> **DATA UNDER STUDY**:
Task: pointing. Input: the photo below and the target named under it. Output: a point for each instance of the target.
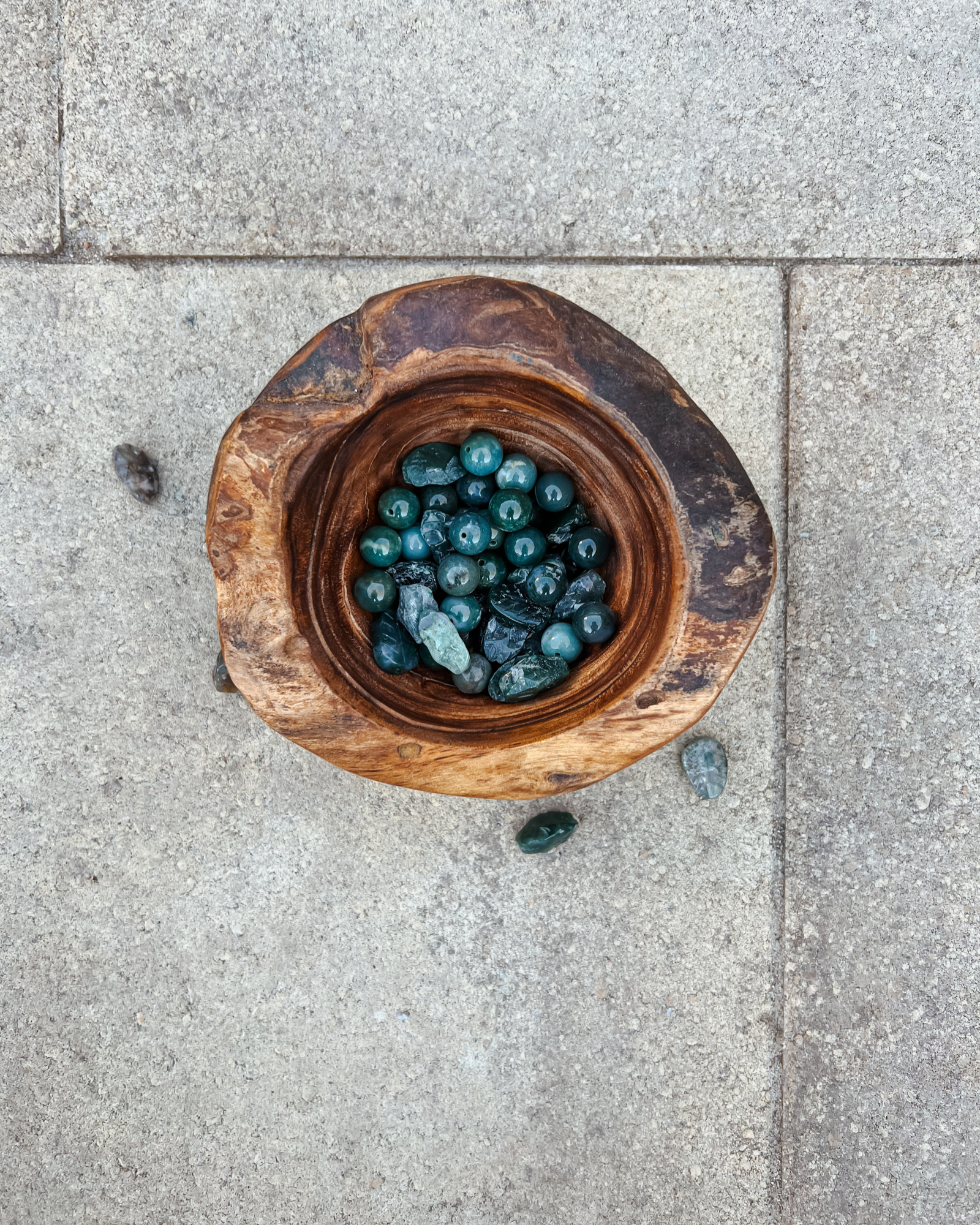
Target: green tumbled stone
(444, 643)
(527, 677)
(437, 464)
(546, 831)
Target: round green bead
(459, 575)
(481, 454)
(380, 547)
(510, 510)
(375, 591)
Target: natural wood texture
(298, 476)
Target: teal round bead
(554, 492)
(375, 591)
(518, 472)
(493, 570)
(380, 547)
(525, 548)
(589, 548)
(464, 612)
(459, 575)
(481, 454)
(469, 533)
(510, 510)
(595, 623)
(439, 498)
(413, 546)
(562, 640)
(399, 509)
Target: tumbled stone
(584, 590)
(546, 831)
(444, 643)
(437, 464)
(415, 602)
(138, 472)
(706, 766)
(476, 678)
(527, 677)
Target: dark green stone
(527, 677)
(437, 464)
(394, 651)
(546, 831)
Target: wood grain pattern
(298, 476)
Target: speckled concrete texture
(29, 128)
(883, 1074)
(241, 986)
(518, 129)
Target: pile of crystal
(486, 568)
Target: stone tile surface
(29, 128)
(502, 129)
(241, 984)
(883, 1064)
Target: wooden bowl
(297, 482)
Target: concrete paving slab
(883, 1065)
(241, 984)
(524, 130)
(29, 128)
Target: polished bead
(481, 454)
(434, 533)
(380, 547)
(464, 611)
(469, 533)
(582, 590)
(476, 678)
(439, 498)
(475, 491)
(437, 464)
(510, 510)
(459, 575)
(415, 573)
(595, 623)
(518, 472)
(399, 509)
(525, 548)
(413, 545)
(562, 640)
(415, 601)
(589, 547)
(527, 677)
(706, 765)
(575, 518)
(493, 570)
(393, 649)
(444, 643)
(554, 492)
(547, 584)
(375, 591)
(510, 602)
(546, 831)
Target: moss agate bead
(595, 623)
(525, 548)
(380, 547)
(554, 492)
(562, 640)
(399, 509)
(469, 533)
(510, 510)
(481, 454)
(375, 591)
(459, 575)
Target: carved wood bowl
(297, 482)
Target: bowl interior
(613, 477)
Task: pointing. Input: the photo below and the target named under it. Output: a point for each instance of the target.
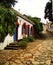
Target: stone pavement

> **WHAT IS EXPECTED**:
Transcribe, without alteration, each line from the one with "Target: bowl interior" through the last line of the data; no pictures belong in the copy.

> **OUTPUT OF THE TASK**:
Target: bowl interior
(613, 477)
Task: pointing. Input: the photo below and the target named under it. Output: a point for each instance of the target.
Target: stone pavement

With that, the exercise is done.